__Исходный текст__
★ ★ ★ ★ ★

Стоянка Степана Разина
Очерки
Заповедный город
От трассы «Ростов — Волгодонск» до Константиновска меньше десятка километров, и с поворота уже хорошо просматриваются за невидимым Доном, по легкому взгорью, полуутопленные в зелени домики, совсем не похожие на город...
Константиновск называют молодым городом, но это не значит, что в нем сплошь новостройки. Это значит — до 1967 года он был станицей, образованной в 1864 году из двух соседних станиц: Бабской, которая занимала северо-западную окраину нынешнего города (ее предшественник -Бабский городок, основанный в XVI веке на острове Лучка и перенесенный после ухода с Дона татар и ногайцев на правобережье), и Ведерниковской (теперь — хутор). Новой станице дали имя Великого князя Константина.
Хутор Ведерники, кажется, никакого отношения к городу не имеет; от константиновской автостанции его отделяет два километра дороги вдоль широкой лесополосы, и вид у него как у однотипного рабочего поселка (и правда: в 1965 году здесь был организован винсовхоз). Но побывать в хуторе стоит. Хорошо бы выйти на окраину, на крутые обрывы — полюбоваться голубыми разливами Дона и бесконечными рощами-лугами заречья; затем спуститься скользкой тропкой в узкий овраг — испить холодной и мягкой родниковой воды. Да скоро, есть надежда, поднимут со дна реки обратно на гору легендарный Красный камень, на котором якобы сиживал Степан Разин. Эта кирпичного цвета гранитная глыба вместе с оползнями постепенно съезжала к Дону, и вот уж лет двадцать как она под водой, занесенная песком, облепленная ракушками и водорослями...

★ ★ ★ ★ ★

__Задание 1__
Преобразуйте все записи в таблицу Markdown со столбцами «№» и «Строка», поместив каждую непустую строку записей в отдельный ряд и пропустив пустые. Изображения в ответ не включайте.
Записи никак не связаны с текстом о Константиновске.

Данные для обнаружения объектов:

★ ★ ★ ★ ★

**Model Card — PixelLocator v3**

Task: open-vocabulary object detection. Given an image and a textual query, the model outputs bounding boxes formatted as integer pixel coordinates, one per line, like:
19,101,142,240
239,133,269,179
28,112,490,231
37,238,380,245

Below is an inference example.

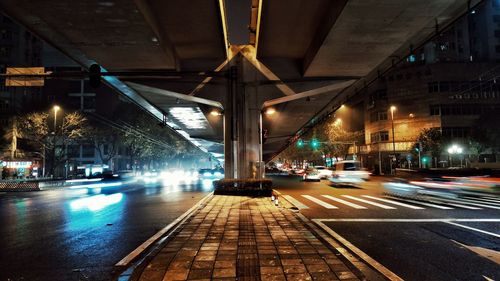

★ ★ ★ ★ ★

__Задание 2__
Из каких двух станиц, согласно тексту о Константиновске, была образована новая станица в 1864 году?

__Результат задания 1__
| № | Строка |
|---|---|
| 1 | **Model Card — PixelLocator v3** |
| 2 | Task: open-vocabulary object detection. Given an image and a textual query, the model outputs bounding boxes formatted as integer pixel coordinates, one per line, like: |
| 3 | 19,101,142,240 |
| 4 | 239,133,269,179 |
| 5 | 28,112,490,231 |
| 6 | 37,238,380,245 |
| 7 | Below is an inference example. |

__Результат задания 2__
Из Бабской и Ведерниковской.